(Point annotation dataset records)
┏━━
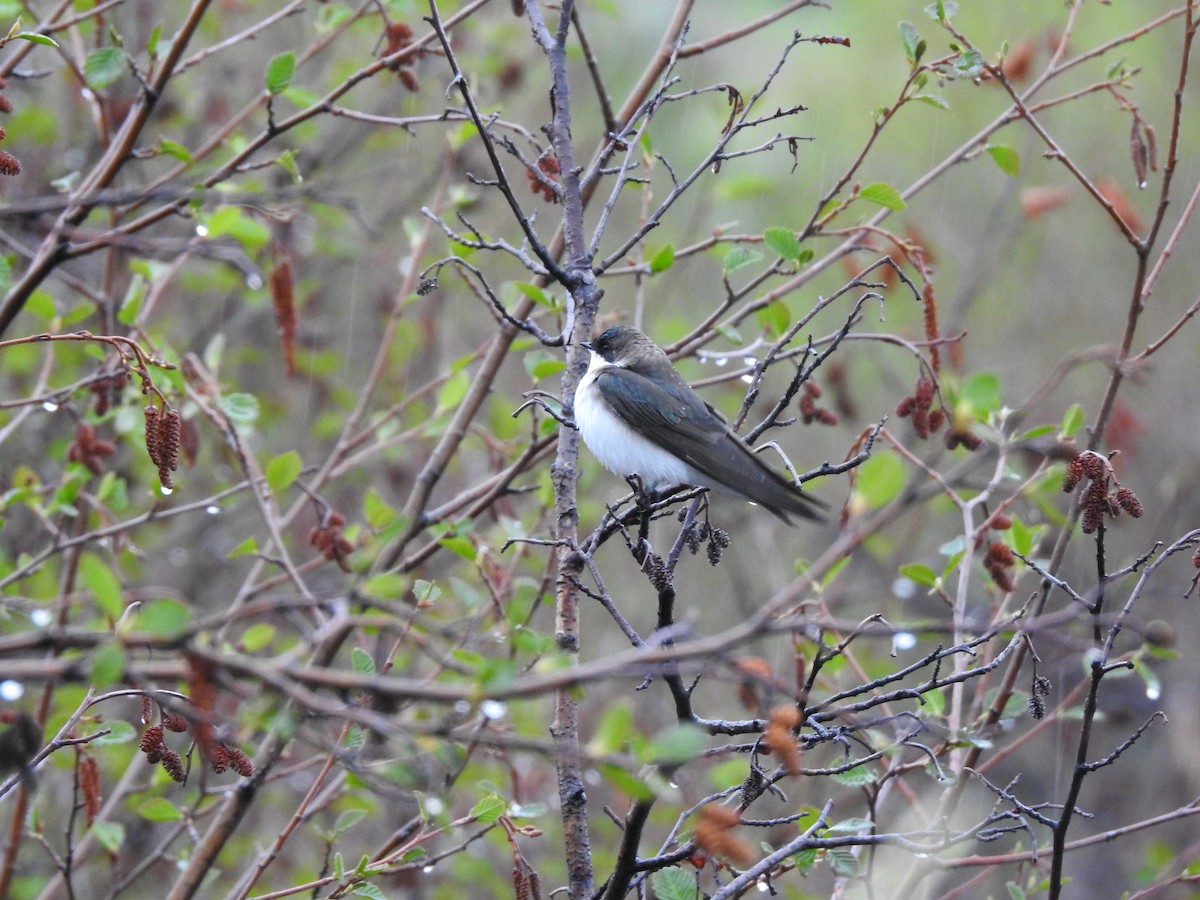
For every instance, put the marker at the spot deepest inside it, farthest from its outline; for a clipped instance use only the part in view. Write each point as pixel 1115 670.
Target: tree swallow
pixel 639 417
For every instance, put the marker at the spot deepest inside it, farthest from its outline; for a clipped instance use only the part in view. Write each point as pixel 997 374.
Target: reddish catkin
pixel 779 737
pixel 283 300
pixel 714 834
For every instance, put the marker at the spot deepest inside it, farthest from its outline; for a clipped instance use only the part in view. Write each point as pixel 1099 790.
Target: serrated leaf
pixel 256 637
pixel 919 573
pixel 99 577
pixel 856 777
pixel 240 408
pixel 361 661
pixel 673 883
pixel 489 809
pixel 1006 157
pixel 664 259
pixel 933 100
pixel 34 37
pixel 881 479
pixel 103 66
pixel 783 243
pixel 885 195
pixel 280 70
pixel 283 471
pixel 738 258
pixel 159 809
pixel 111 835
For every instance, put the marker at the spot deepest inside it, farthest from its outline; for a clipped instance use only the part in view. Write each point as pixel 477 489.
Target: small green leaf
pixel 885 195
pixel 919 573
pixel 279 72
pixel 257 637
pixel 283 471
pixel 159 809
pixel 1072 420
pixel 178 150
pixel 34 37
pixel 783 243
pixel 673 883
pixel 240 408
pixel 856 777
pixel 246 547
pixel 361 661
pixel 489 809
pixel 664 259
pixel 738 258
pixel 850 826
pixel 881 479
pixel 1006 157
pixel 111 835
pixel 103 66
pixel 165 617
pixel 99 577
pixel 913 43
pixel 933 100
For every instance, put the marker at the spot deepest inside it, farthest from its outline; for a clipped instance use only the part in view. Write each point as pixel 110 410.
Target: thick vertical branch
pixel 585 300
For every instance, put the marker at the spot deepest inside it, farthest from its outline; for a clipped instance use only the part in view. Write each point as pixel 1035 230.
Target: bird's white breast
pixel 618 448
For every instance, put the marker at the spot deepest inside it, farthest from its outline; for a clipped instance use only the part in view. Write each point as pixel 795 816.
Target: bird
pixel 640 418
┗━━
Given task ->
Copy the lines above, from the very first one through the line that contains "pixel 714 834", both ends included. Leave the pictures out of your copy.

Task result ->
For every instance, put the marker at the spot deepest inside it, farthest from its outline; for a clipped instance use only the part in view. Write each point as pixel 1115 670.
Target: tree swallow
pixel 639 417
For every instance, put the marker at the spot deepest inside it, farthest from its outline; for a clipped instance use only the part in view. Write each point as pixel 997 374.
Target: reddish catkin
pixel 779 737
pixel 283 300
pixel 714 834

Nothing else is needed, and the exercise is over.